**Exercise**
Using the records below, repeat exactly the lines from the one holding "Target: dark shingle roof" through the one holding "Target: grass lawn", both ends included, and no others.

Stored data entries
=====
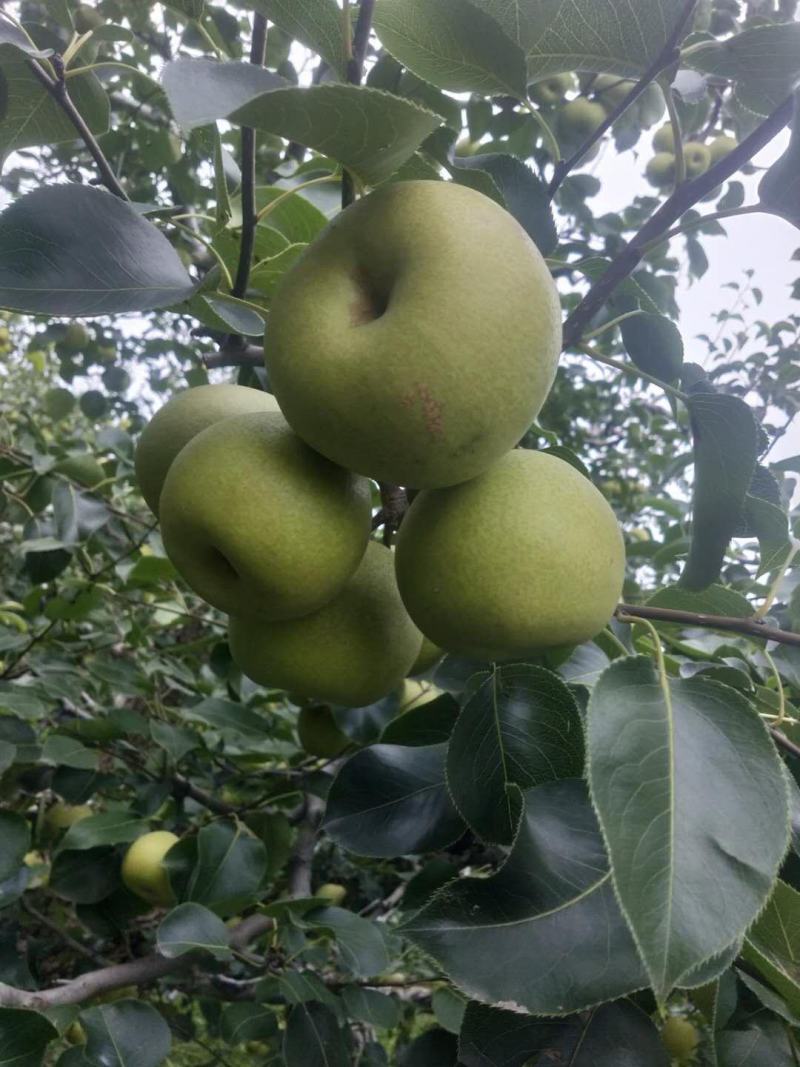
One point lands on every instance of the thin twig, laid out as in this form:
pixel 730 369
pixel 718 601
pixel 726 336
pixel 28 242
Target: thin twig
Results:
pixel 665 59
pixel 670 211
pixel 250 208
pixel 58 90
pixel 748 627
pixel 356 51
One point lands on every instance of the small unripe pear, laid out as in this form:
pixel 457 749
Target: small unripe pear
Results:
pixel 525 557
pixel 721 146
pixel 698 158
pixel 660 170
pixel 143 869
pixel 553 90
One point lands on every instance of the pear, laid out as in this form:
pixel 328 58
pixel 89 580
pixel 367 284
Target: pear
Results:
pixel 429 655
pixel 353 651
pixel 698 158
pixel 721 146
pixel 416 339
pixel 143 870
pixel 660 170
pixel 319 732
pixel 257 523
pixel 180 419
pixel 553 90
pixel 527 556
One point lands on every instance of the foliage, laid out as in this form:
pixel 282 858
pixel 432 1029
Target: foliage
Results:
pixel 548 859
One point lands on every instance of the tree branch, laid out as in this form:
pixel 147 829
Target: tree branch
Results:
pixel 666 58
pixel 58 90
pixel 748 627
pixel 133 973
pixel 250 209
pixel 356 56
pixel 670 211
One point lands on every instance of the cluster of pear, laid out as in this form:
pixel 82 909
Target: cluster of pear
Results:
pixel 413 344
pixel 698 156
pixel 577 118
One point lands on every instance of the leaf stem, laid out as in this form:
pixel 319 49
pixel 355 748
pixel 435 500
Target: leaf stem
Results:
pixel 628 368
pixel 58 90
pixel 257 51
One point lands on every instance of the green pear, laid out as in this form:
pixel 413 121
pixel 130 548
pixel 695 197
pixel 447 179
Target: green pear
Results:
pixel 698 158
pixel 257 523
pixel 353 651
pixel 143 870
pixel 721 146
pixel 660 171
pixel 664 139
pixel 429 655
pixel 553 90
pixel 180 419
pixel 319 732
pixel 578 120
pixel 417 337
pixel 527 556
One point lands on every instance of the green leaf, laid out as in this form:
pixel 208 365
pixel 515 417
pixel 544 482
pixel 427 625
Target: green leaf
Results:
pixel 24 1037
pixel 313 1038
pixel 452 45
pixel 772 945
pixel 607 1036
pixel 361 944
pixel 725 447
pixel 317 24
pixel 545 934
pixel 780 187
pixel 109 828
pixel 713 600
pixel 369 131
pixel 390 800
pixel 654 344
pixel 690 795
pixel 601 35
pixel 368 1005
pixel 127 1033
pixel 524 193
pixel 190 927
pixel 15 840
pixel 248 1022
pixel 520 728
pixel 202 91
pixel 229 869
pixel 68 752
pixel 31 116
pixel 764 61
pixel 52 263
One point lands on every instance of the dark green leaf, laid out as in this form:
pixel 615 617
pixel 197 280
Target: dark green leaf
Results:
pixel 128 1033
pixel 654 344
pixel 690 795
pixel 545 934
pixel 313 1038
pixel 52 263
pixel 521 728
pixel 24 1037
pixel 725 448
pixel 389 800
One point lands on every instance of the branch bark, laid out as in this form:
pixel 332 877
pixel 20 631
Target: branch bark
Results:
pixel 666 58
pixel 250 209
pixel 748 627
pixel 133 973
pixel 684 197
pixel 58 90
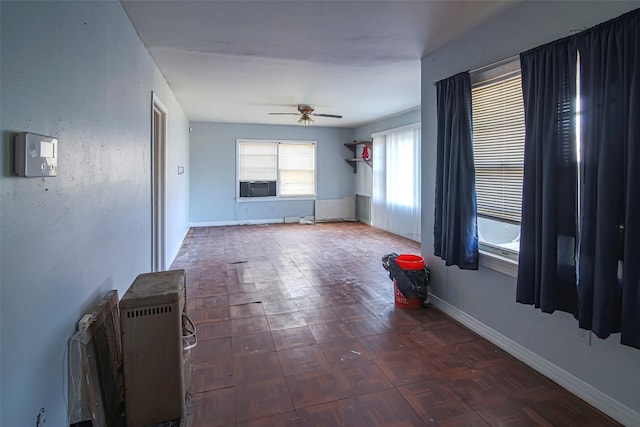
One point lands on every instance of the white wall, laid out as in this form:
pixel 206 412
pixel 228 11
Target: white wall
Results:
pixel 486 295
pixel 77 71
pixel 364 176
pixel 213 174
=====
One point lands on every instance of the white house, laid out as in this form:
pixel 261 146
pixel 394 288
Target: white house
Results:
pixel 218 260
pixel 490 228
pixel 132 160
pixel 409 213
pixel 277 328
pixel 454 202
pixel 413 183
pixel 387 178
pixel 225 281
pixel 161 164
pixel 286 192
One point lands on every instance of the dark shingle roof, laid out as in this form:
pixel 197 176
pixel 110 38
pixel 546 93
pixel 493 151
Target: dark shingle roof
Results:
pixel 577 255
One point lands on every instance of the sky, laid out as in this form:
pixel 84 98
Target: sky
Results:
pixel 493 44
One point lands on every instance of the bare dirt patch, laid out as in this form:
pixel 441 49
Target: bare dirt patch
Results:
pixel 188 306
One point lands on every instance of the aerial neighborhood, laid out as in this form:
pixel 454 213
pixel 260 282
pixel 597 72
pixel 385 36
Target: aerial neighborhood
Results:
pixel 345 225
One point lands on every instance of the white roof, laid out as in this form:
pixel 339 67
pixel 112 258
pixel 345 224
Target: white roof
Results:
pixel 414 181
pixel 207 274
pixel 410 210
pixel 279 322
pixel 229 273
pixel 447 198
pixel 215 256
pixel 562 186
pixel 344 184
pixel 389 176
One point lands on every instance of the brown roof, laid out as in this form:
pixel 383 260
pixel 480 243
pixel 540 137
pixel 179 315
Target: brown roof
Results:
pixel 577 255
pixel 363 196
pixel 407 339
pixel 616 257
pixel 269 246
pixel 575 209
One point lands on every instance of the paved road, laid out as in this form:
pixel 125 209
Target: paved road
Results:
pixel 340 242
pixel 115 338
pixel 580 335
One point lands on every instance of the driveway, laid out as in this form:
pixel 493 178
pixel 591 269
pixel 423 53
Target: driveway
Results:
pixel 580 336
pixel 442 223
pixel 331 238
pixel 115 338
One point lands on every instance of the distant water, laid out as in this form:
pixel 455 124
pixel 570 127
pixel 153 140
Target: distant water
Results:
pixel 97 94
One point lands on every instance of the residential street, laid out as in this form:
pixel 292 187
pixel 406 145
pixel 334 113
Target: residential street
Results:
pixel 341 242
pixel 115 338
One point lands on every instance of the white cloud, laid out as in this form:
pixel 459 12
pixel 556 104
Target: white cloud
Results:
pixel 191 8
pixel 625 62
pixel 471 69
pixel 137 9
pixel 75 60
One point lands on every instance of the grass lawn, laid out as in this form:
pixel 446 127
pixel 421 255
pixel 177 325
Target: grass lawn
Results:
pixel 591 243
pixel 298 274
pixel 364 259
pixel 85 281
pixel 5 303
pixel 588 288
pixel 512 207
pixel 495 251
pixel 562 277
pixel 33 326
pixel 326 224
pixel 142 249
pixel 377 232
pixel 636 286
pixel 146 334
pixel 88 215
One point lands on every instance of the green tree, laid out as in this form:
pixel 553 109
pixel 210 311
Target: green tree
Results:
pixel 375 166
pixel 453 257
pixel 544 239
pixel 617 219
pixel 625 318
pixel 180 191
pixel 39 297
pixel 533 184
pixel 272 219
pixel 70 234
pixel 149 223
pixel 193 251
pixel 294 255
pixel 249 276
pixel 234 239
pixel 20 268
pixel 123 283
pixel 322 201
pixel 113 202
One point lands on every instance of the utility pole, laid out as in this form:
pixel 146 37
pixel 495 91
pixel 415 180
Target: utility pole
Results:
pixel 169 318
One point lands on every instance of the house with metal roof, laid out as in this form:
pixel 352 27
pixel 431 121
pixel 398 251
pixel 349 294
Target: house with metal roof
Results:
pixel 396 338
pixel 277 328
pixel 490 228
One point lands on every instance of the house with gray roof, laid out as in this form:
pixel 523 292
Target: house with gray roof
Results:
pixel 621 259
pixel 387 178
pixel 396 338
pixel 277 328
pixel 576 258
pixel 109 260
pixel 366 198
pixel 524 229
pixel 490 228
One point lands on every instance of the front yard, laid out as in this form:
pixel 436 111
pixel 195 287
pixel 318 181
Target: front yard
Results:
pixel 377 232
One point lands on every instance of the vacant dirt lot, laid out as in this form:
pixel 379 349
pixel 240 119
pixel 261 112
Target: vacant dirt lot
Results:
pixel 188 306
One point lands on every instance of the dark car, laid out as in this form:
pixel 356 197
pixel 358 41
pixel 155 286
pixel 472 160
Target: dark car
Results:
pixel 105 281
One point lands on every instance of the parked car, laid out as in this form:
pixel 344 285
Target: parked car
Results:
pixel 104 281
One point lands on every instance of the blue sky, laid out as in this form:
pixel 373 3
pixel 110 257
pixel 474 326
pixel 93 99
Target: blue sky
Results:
=====
**Response area**
Target: dark shingle roof
Results:
pixel 577 255
One point lands on every instance of the sky, laid out as in this form:
pixel 84 98
Target: sky
Results:
pixel 493 44
One point lands on every instance of the bare dirt patch, laid out as in this form:
pixel 441 49
Target: bare dirt patch
Results:
pixel 188 306
One point lands on every instance of the aerial neighborhood, laid out as in this form:
pixel 454 213
pixel 260 282
pixel 597 72
pixel 385 36
Target: aerial neighborhood
Results:
pixel 345 225
One point lands on every instance of the white roof, laid out as in this form:
pixel 339 67
pixel 112 258
pixel 345 224
Target: white roof
Results:
pixel 414 181
pixel 207 274
pixel 410 210
pixel 279 322
pixel 229 273
pixel 447 198
pixel 215 256
pixel 562 186
pixel 344 184
pixel 389 176
One point lands on every instance of the brown roof, laid out as in this form:
pixel 383 260
pixel 480 243
pixel 540 137
pixel 179 315
Target: brown roof
Results:
pixel 577 255
pixel 363 196
pixel 407 339
pixel 616 257
pixel 269 246
pixel 575 209
One point lands on every instance of the paved road, laid out as in this form:
pixel 125 209
Target: paved road
Results:
pixel 340 242
pixel 115 338
pixel 580 335
One point lands on every instance of the driveway, laid out as in this form:
pixel 493 178
pixel 591 269
pixel 423 53
Target: driveway
Results:
pixel 580 336
pixel 442 223
pixel 331 238
pixel 115 338
One point lands on every instance of the distant water, laid out as in this form:
pixel 455 124
pixel 570 127
pixel 153 140
Target: distant water
Results:
pixel 97 94
One point lands on every instance of the residential street, laid out as in this form:
pixel 292 187
pixel 406 145
pixel 334 113
Target: residential street
Results:
pixel 341 242
pixel 115 338
One point lands on every instance of the white cloud, laid out as in this form:
pixel 459 12
pixel 556 104
Target: white cloud
Results:
pixel 191 8
pixel 625 62
pixel 471 69
pixel 137 9
pixel 75 60
One point lands on every instance of the grass lawn, laid out as in this form:
pixel 446 127
pixel 421 255
pixel 177 325
Target: grass lawn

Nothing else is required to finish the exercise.